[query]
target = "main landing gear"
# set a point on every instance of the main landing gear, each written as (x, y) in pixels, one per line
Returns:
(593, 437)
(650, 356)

- [WORK TO COMPLETE]:
Recopy the entries above exactly, with every line included.

- [FINISHED TASK]:
[query]
target = "main landing gear"
# set a point on every instance of the main landing gear, each written as (x, y) in pixels, one per line
Returns:
(593, 437)
(650, 356)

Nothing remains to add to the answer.